• **JOB 1**: Put the records from the line containing "Please identify the inlaid plume" through the end of the records into a Markdown table with the columns Row and Line, numbering each row and omitting blank lines.

Lizzie's life story tracks significant shifts in Aboriginal policy. Key strands of that policy, such as the advent of the outstations movement, are visited here with measured critical gloss. The self-determination period brought a new raft of white advisors to Aboriginal communities, but often these figures knew less than Aboriginal people did of the operation of their own laws. This was a period of intense negotiation with government. Lizzie cuts through the powerful imaginaries circulating around the outstations movement with a no nonsense observation: people stopped going to outstations when the government money stopped.

As she moves into pedagogic mode, Lizzie as cultural translator educates the reader on aspects of Ngaatjatjarra kinship, childbirth, naming practices, initiation, arranged marriage and polygyny, totemism and personality, and relationships between people and dogs. She conveys this knowledge in matter-of-fact but humanized style. She also reveals her deep longing for the desert, especially as an antidote to the pressures of life in Alice Springs and the associated demands from extended kin. There are interesting reflections on the differently organized nature of the desert and town as social spaces, and on distinctions in the way people relate to objects in these differently organized spaces.

• **INFORMATION SHOWN**:
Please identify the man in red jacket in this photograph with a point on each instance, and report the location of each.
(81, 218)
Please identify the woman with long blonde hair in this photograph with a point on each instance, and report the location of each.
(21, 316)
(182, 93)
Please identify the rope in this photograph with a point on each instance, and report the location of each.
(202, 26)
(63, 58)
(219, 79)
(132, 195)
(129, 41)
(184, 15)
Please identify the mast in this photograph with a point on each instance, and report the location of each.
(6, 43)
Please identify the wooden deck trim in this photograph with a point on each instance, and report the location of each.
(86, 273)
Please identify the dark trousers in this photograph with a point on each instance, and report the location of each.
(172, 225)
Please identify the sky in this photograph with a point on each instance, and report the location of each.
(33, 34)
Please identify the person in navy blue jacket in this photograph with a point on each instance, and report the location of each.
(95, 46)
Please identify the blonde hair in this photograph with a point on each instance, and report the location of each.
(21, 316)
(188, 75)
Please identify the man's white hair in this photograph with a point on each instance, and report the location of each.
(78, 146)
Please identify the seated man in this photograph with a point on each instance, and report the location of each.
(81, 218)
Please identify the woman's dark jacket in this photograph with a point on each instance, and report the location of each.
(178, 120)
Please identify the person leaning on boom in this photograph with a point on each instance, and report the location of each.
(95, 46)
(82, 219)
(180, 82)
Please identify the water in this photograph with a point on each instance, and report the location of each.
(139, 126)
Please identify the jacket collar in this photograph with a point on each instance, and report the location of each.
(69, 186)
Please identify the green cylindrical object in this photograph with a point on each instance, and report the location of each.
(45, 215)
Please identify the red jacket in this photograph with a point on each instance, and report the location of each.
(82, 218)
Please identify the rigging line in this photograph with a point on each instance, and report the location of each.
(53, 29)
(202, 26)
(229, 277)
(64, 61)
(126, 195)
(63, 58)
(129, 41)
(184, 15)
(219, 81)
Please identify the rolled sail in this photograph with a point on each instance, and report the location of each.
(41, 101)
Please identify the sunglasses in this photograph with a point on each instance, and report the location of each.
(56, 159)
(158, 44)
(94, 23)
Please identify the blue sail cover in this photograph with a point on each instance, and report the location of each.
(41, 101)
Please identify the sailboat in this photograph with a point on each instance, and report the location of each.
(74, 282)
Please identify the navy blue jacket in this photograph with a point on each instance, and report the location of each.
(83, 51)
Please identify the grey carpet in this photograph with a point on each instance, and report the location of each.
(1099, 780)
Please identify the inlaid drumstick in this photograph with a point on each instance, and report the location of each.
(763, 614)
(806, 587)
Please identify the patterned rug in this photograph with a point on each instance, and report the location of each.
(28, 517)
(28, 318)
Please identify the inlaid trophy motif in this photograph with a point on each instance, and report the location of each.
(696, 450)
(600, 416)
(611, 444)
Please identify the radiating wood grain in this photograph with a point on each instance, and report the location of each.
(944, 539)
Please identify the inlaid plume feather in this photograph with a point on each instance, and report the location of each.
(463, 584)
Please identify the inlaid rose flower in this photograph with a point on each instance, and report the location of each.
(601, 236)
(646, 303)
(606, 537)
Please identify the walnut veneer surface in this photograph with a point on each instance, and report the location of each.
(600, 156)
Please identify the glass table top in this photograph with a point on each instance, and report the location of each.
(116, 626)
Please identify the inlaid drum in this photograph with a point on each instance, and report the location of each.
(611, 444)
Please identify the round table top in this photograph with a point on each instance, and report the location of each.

• **JOB 2**: Transcribe the stretch of the passage on Lizzie's life story from "Lizzie's life story" through "government money stopped.".

• **WORKED ANSWER 1**:
| Row | Line |
|---|---|
| 1 | Please identify the inlaid plume feather in this photograph with a point on each instance, and report the location of each. |
| 2 | (463, 584) |
| 3 | Please identify the inlaid rose flower in this photograph with a point on each instance, and report the location of each. |
| 4 | (601, 236) |
| 5 | (646, 303) |
| 6 | (606, 537) |
| 7 | Please identify the walnut veneer surface in this photograph with a point on each instance, and report the location of each. |
| 8 | (600, 156) |
| 9 | Please identify the glass table top in this photograph with a point on each instance, and report the location of each. |
| 10 | (116, 626) |
| 11 | Please identify the inlaid drum in this photograph with a point on each instance, and report the location of each. |
| 12 | (611, 444) |
| 13 | Please identify the round table top in this photograph with a point on each instance, and report the location of each. |

• **WORKED ANSWER 2**:
Lizzie's life story tracks significant shifts in Aboriginal policy. Key strands of that policy, such as the advent of the outstations movement, are visited here with measured critical gloss. The self-determination period brought a new raft of white advisors to Aboriginal communities, but often these figures knew less than Aboriginal people did of the operation of their own laws. This was a period of intense negotiation with government. Lizzie cuts through the powerful imaginaries circulating around the outstations movement with a no nonsense observation: people stopped going to outstations when the government money stopped.